TASK DESCRIPTION: Rewrite the data starting at its first line and ending at the line that contains "82 125 L 95". Replace "layout" with "format" and keep everything else unchanged.

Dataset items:

··········

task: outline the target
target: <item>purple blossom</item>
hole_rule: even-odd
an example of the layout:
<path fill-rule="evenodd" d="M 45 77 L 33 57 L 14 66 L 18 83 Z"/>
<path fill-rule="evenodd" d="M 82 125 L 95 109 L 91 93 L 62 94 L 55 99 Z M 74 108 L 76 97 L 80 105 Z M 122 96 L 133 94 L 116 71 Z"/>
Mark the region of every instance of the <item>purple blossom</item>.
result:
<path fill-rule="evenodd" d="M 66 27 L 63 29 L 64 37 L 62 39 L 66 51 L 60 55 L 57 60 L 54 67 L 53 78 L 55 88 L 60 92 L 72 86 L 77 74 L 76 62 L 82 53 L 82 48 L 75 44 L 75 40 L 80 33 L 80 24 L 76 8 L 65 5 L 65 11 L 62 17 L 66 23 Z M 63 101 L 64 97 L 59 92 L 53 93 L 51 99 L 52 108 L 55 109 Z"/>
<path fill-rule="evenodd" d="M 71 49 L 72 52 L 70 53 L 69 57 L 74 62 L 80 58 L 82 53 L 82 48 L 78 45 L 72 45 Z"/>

··········

ANSWER TO THIS EXERCISE:
task: outline the target
target: <item>purple blossom</item>
hole_rule: even-odd
an example of the format:
<path fill-rule="evenodd" d="M 45 77 L 33 57 L 14 66 L 18 83 Z"/>
<path fill-rule="evenodd" d="M 82 125 L 95 109 L 91 93 L 62 94 L 55 99 Z M 74 108 L 76 97 L 80 105 Z M 122 96 L 133 94 L 116 71 Z"/>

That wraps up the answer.